▶ Instructions to follow
Only the lines from the one containing "Locate the dry" through the last line below should be written out, exactly and with both ends kept.

Point annotation records:
- - -

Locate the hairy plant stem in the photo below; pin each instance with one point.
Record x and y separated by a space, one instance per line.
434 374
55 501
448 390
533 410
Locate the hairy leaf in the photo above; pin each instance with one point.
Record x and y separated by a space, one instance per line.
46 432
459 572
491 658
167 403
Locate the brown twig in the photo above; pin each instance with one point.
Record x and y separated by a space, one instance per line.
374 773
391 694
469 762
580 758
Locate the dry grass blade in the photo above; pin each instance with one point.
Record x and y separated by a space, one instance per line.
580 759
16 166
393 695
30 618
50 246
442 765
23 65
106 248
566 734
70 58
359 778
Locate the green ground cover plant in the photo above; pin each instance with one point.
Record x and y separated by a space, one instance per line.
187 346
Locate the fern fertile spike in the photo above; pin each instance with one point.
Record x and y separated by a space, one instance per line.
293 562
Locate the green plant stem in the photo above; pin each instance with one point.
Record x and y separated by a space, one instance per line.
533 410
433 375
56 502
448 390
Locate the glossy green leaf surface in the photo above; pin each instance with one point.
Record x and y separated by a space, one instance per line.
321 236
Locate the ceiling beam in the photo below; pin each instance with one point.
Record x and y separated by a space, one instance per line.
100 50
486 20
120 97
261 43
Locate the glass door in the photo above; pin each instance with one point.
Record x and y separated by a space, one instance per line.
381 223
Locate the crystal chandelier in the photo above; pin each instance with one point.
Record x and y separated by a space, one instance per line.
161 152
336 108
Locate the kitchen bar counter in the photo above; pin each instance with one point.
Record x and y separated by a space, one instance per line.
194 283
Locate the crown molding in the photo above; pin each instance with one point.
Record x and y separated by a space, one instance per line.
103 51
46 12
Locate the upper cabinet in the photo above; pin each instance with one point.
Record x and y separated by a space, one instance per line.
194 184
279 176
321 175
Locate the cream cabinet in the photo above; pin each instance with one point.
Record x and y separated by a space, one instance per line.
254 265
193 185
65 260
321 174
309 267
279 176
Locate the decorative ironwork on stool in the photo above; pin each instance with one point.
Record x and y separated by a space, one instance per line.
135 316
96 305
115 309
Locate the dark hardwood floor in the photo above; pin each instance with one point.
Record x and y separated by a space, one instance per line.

- - -

▶ Problem solution
Locate the dry grass blade in the photo above; pin each instance with one point.
Record x and y separated by a space, one instance per line.
580 759
16 166
393 695
30 618
50 246
442 765
23 65
106 248
566 734
70 58
359 778
Locate the green ground cover plant in the photo above; pin each instance with one point.
Record x and y separated by a space, one instance per line.
187 346
Locate the fern fertile spike in the photo above; pin each instance with one point.
Record x and y separated by a space, one instance per line.
293 562
Locate the green plant stem in the photo above; pin each instance with one point.
Record x and y separated by a space, one instance per line.
533 410
433 375
56 502
448 390
Locate the glossy green leaf surface in the photo above; pin each instance with one point.
Record x and y separated by a space, one instance per line.
321 236
Locate the ceiling beam in the photo below; pin each instance with one point.
Record x and y separated by a space, one instance per line.
100 50
486 20
120 97
261 43
Locate the glass door in the photo above; pin each instance with one point.
Record x and y separated by a space, one instance per line.
381 223
Locate the crystal chandelier in the photo above; pin each instance with one point.
Record x and y separated by a space, one instance per line.
161 152
336 108
Locate the kitchen bar counter in the photo above; pin each instance with one point.
Record x and y separated by a space, one instance per line.
194 283
Locate the crown molding in the photo above; pin each instance with one point.
Record x and y separated by a space, one instance per line.
103 51
46 12
Locate the upper cabinet in the photo above; pin each instance with one point.
Record x and y separated by a space, one instance per line.
194 184
279 176
321 175
Locate the cream cabinet in the photo above; pin each instance with one point.
Record x and y separated by a space, one instance per line.
254 265
193 185
65 260
321 174
309 267
279 176
Locate the decorative ironwork on stool in the photo above; pin each instance with one point.
Record x and y separated by a space, one instance per line.
135 316
96 305
115 309
Locate the dark hardwood floor in the photo above; pin each instance with one point.
Record x and y separated by a space, one instance per line.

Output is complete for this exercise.